START Document section

4 Comments
  • Denis Drew says:
    April 3, 2015 at 10:16 am

    A NATION of VIRTUAL co-ops

    Sure as the pricking of my thumbs something unraveling inequality this way comes.

    Apply RICO and the Hobbs Act to the practice and (in the case of consultants) profession of union-busting — firing workers who try to carry out the federally prescribed steps to establish collective bargaining with their employer — and when the prosecutions begin all the busters may head for the hills waiting (how ever many years it takes) for the cases to reach a conclusion in the higher courts.

    Be nice if every firm were a co-operative — where labor squeezed the consumer as hard as ownership? Combine ACROSS THE BOARD UNIONIZATION — with — CENTRALIZED BARGAINING (all similar jobs under one contract with different employers) and you have the equivalent of A NATION OF CO-OPS.

    Ask Germany; ask Denmark.

  • Denis Drew says:
    April 3, 2015 at 10:18 am

    “Virtual co-ops” [see comment just above] can clear the American labor market — and Chicago’s drop-dead ghettos

    Under “virtual co-ops” the market will clear at a higher price for labor then under what I call our current “two-tier” labor market (unorganized) where labor’s price is set relative to other labor instead of consumer preference (bring back the steam looms!).

    Actually today’s American labor market is NOT clearing because the price of labor is TOO LOW TO CLEAR: e.g., 100,000 out of (I estimate) 200,000 Chicago gang-age males are in street gangs because the minimum wage (to cite one thing) is $3.50 below LBJ’s 1968 $10.75 DOUBLE THE PER CAPITA INCOME LATER!

END Document section
START Information provided

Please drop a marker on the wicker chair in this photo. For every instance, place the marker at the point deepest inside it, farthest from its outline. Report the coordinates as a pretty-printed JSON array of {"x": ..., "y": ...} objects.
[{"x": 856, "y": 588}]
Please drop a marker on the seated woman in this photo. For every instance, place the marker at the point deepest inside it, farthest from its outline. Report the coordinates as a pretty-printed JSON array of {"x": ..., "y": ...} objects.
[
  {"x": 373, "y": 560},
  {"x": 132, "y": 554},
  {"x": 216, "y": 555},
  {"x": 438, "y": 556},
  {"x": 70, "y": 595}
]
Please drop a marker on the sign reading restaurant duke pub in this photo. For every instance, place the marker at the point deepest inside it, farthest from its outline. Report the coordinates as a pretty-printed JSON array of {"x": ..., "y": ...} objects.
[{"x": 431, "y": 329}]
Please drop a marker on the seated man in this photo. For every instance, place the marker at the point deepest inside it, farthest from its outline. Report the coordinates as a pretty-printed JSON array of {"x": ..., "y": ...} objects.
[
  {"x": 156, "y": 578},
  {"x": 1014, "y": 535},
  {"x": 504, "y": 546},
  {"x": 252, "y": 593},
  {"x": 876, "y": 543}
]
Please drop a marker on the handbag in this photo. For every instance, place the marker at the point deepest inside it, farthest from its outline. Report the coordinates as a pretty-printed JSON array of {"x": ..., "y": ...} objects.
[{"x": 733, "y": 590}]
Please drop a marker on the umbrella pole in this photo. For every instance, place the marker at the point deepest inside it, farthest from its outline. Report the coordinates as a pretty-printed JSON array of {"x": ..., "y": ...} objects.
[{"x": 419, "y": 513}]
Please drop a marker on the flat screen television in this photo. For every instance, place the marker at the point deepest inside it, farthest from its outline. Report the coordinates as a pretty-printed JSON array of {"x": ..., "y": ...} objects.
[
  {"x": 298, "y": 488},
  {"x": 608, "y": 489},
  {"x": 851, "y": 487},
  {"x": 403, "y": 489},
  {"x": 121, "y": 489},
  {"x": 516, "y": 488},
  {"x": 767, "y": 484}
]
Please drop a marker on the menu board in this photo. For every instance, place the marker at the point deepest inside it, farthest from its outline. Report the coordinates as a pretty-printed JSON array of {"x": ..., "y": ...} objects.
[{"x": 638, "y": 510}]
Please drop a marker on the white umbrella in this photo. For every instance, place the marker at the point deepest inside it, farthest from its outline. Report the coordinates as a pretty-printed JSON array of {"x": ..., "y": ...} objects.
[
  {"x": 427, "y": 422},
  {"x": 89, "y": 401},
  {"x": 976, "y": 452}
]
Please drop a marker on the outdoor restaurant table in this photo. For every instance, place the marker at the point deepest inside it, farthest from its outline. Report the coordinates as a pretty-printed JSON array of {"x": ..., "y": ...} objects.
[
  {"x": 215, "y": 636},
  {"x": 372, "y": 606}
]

END Information provided

▶ Work instructions
1. Which two countries does the comment thread on virtual co-ops name as models?
2. In the comment thread on virtual co-ops, list every number in the paragraph that begins "Actually today's American labor market".
3. Extend the second comment in the thread on virtual co-ops past its last sentence, in the same voice.
The records were taken from a separate source.

▶ Answers by task
1. Germany and Denmark.

2. 100,000; 200,000; $3.50; 1968; $10.75

3.
    http://www.cbsnews.com/news/gang-wars-at-the-root-of-chicagos-high-murder-rate/

    The proportion out of the labor market may be worse. Somebody pointed me to a Forbes article stating half of Ferguson’s young African-American males are missing from the census.

    “While the problem of missing African American men is especially severe in Ferguson, young black men are absent from most U.S. cities. In the neighboring cities of East St. Louis, IL and St. Louis, about 38% and 24% of African American men age 25 to 34 are absent from their communities, respectively. On average, about 18 percent of young African American men are absent from large cities. (This calculation is based on the combined population of 33 cities with the largest African American populations, home to about one quarter of African Americans in the U.S.) In contrast, outside of large cities only about 4% of young black men are absent from their communities. The challenges posed by an absence of black men in Ferguson are problems faced primarily by larger cities.”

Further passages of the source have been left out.